* Stored rows:
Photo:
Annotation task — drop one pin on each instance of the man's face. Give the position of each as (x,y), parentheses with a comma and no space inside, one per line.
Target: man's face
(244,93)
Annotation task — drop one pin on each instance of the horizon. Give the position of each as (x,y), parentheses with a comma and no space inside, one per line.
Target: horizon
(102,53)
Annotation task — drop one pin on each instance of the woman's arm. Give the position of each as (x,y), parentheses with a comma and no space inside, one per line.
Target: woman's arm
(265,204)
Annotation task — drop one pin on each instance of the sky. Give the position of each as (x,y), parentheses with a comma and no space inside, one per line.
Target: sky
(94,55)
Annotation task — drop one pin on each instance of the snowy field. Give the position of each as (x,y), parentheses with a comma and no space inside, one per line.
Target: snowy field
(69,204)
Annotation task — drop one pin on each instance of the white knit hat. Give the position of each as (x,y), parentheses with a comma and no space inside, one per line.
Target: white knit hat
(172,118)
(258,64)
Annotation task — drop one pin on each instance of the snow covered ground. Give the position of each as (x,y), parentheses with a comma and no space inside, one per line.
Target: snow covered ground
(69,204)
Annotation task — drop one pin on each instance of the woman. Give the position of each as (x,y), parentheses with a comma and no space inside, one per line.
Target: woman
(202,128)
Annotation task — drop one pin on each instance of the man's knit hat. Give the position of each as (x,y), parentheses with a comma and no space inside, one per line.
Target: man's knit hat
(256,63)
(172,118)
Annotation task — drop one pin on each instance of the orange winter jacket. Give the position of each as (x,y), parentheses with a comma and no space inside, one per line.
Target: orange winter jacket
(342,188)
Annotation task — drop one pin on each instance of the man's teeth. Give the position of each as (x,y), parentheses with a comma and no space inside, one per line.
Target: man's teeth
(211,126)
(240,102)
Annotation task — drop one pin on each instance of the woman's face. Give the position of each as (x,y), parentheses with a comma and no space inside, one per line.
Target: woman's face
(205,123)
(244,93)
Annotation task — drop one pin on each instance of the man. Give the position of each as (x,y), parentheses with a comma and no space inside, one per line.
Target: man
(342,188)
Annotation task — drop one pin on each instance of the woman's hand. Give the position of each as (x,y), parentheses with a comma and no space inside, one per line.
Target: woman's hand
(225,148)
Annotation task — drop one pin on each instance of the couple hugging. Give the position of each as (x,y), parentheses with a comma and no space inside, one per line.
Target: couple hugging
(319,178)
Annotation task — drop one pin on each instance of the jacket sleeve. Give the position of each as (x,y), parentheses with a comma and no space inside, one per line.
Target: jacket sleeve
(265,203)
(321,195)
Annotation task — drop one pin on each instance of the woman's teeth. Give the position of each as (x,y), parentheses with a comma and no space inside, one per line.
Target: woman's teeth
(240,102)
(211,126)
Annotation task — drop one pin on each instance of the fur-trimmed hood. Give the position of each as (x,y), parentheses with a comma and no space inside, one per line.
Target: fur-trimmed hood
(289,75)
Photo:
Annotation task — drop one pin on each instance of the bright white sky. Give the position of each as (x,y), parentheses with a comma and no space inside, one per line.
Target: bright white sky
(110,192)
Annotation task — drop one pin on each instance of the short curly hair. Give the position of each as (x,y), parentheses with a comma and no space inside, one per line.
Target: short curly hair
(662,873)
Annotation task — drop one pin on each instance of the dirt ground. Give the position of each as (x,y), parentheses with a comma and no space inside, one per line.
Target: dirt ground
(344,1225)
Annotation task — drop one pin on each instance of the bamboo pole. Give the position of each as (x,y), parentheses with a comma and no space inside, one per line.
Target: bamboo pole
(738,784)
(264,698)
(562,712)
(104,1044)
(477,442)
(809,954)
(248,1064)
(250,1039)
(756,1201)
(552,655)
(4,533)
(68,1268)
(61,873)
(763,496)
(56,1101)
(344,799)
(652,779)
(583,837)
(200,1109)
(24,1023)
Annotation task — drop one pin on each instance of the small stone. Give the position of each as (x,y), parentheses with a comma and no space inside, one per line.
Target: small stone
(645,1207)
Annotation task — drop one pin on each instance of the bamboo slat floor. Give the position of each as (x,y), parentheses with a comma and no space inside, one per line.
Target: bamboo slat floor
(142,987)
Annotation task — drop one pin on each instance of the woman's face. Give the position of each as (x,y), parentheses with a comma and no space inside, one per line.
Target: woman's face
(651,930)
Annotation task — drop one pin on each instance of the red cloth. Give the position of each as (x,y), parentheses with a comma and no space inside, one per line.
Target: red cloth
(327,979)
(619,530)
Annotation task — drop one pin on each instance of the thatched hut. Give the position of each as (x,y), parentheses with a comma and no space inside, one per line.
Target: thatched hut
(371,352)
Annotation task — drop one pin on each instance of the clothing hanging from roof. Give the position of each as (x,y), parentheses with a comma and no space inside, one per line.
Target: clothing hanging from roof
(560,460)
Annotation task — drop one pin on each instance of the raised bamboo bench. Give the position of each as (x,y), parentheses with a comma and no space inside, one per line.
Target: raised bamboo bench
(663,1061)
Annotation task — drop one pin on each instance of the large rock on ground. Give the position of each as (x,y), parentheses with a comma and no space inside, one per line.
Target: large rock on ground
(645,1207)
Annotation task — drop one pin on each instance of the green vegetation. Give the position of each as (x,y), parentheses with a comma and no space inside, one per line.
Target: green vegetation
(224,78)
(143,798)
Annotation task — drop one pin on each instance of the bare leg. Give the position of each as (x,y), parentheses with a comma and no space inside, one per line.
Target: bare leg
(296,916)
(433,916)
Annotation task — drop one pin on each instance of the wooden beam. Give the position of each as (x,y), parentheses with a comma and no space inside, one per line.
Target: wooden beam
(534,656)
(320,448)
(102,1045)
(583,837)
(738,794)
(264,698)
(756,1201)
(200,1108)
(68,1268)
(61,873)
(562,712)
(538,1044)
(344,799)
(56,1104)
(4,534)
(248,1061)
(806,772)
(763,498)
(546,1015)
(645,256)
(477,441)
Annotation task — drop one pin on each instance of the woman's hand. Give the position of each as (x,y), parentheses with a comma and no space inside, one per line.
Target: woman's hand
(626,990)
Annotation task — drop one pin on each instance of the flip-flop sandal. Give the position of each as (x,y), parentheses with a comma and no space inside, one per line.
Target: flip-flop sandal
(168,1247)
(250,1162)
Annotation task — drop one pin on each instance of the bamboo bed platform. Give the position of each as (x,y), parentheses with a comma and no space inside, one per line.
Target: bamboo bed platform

* Task objective:
Reproduce all of the items above verbatim, line for line.

* The completed task:
Photo:
Annotation task — drop one pin on each instance of the man's face. Give the position of each as (x,y), parentheses with a comma and no space inside, one per line.
Target: man's face
(244,93)
Annotation task — drop one pin on each instance of the horizon. Give the position of each as (x,y), parentheses with a comma and no space inside, one per line.
Target: horizon
(102,53)
Annotation task — drop one pin on each instance of the woman's arm. Give the position of each as (x,y), parentheses with a comma and no space inside, one per line.
Target: woman's arm
(265,204)
Annotation task — drop one pin on each instance of the sky. Give the position of each as (x,y), parentheses with a comma and no space inside, one per line.
Target: sky
(94,55)
Annotation task — drop one pin on each instance of the snowy field. Give the position of each as (x,y), parentheses with a comma and no space inside, one per line.
Target: snowy field
(69,204)
Annotation task — drop one pin on each instance of the white knit hat. Give the position of each as (x,y), parentheses with a comma and no space inside, one per line.
Target: white knit hat
(172,118)
(258,64)
Annotation task — drop one pin on each instance of the snow covered ground. Give the position of each as (x,y), parentheses with a comma and no space inside, one per line.
Target: snow covered ground
(69,204)
Annotation task — drop one pin on each instance of the woman. Give the position of each as (x,y), parentheses with a comma and no space inside, one per line.
Target: woman
(202,128)
Annotation task — drop one pin on each instance of the man's knit hat. Give the position of each as (x,y), parentheses with a comma and no space inside, one per line.
Target: man's knit hat
(256,63)
(172,118)
Annotation task — drop one pin on each instance of the orange winter jacket. Give the position of each as (x,y), parentheses with a comma and no space inside, one per line.
Target: orange winter jacket
(342,188)
Annotation task — drop one pin on each instance of the man's teeth. Give the position of each as (x,y), parentheses with a comma and no space inside, one per line.
Target: man's teeth
(211,126)
(240,102)
Annotation task — drop one pin on each instance of the woman's face. Give the position of each as (x,y), parentheses with a comma and no space inside, one per line.
Target: woman's face
(205,123)
(244,93)
Annotation task — drop one pin on each instance of the man. Give the position of each as (x,y), parentheses with a comma and no space inside, one per line.
Target: man
(342,188)
Annotation task — drop one pin on each instance of the woman's hand. Give the position of each as (x,y), parentheses with a comma and no space inside, one per line.
Target: woman's hand
(225,148)
Annotation task — drop one pin on each instance of the couple hugging. Give the position of each as (x,y), parentheses with a comma and no space inside, one per line.
Target: couple hugging
(319,178)
Annotation task — drop one pin on each instance of the jacket sleeve. Give the position of each as (x,y), parentheses with a comma and no space inside, one per line.
Target: jacket sleeve
(265,203)
(321,195)
Annotation task — drop one pin on each instance of the woman's teeth. Give the position of each as (x,y), parentheses with a comma and no space inside, one per line.
Target: woman's teeth
(240,102)
(211,126)
Annotation task — drop one pin on each instance of the fur-trimmed hood. Give the position of each as (x,y), parentheses with a comma and no space inside, one per line.
Target: fur-trimmed hood
(289,75)
Photo:
Annotation task — drop one pin on each instance of the bright white sky. Give the position of each as (x,y), parentheses with a comma and no space inside, one per line.
Target: bright white sky
(110,192)
Annotation task — drop one pin on each instance of the short curly hair. Give the position of each as (x,y), parentheses with a comma and no space inside, one per line.
Target: short curly hair
(662,873)
Annotation task — drop one pin on each instance of the dirt ground. Give the position of each as (x,y), parentheses with a comma and no space inside, one per line.
Target: dirt ground
(344,1225)
Annotation task — drop one pin on each instance of the bamboo pole. Give the position of each as (x,y), parentheses with a comma and no space inside, one per line.
Target: bamboo pole
(738,784)
(264,698)
(562,712)
(104,1044)
(477,442)
(809,954)
(248,1064)
(250,1039)
(756,1201)
(552,655)
(4,533)
(68,1268)
(61,873)
(763,496)
(56,1101)
(344,799)
(652,779)
(583,837)
(200,1109)
(24,1023)
Annotation task — drop one pin on each instance of the small stone. Give the position of each as (x,y), parentheses with a comma and no space inside, one per line.
Target: small stone
(645,1207)
Annotation task — drop one pin on each instance of the bamboo slat floor. Give the position of each as (x,y), parentheses with a comma and no space inside, one per line.
Target: bamboo slat floor
(142,987)
Annotation task — drop one pin on each instance of the woman's face. Give the position of each as (x,y), parentheses with a comma and no space inside, one per line.
Target: woman's face
(651,930)
Annotation task — drop one pin on each instance of the red cloth. Give the position of each as (x,y), parentheses with a comma and no space inside, one per line.
Target: red cloth
(327,979)
(619,530)
Annotation task — drop one pin on each instance of the thatched hut. Give the position of each as (x,y), parentheses with a comma and no space inside, one per line.
Target: thatched hut
(371,352)
Annotation task — drop one pin on each instance of the clothing hanging from roof. Give the position of each as (x,y), parentheses with a comma and no space inside, one per line.
Target: clothing hanging from roof
(560,460)
Annotation task — drop one pin on each instance of the raised bamboo bench. Give the position of each as (x,y), parentheses with a comma and no space inside, one per line.
Target: raised bamboo bench
(663,1061)
Annotation task — drop one pin on each instance of the large rock on ground. Give the position of each as (x,y), parentheses with a comma and no space inside, one per line.
Target: large rock on ground
(645,1207)
Annotation task — drop one pin on each instance of the green vegetation. Give the position of each as (x,y), parentheses with a comma and no space inside, one per line.
Target: green vegetation
(224,78)
(143,798)
Annotation task — drop one pin on each instance of the bare leg. Give the position of each as (x,y), parentheses with a comma and no space inside, one per line.
Target: bare leg
(296,916)
(433,916)
Annotation task — drop one pin on each instance of the wooden beam. Give the position of each as (x,y), parentheses with a comma and no space inside, one per line.
Target: wooden beam
(534,656)
(320,448)
(102,1045)
(583,837)
(738,794)
(264,698)
(756,1201)
(200,1108)
(68,1268)
(61,873)
(562,712)
(538,1044)
(344,799)
(56,1104)
(4,534)
(248,1061)
(806,772)
(763,498)
(546,1015)
(645,256)
(477,441)
Annotation task — drop one pin on each instance of the woman's hand. Give the position of each as (x,y), parentheses with a comma and no space inside, one per line.
Target: woman's hand
(626,990)
Annotation task — drop one pin on each instance of the flip-flop sandal. Give the position of each as (x,y), parentheses with a comma and no space inside, one per line.
Target: flip-flop sandal
(168,1247)
(250,1162)
Annotation task — drop one pin on each instance of the bamboo bed platform. Give the position of each as (x,y), parentheses with a comma and no space inside, one per line.
Target: bamboo bed platform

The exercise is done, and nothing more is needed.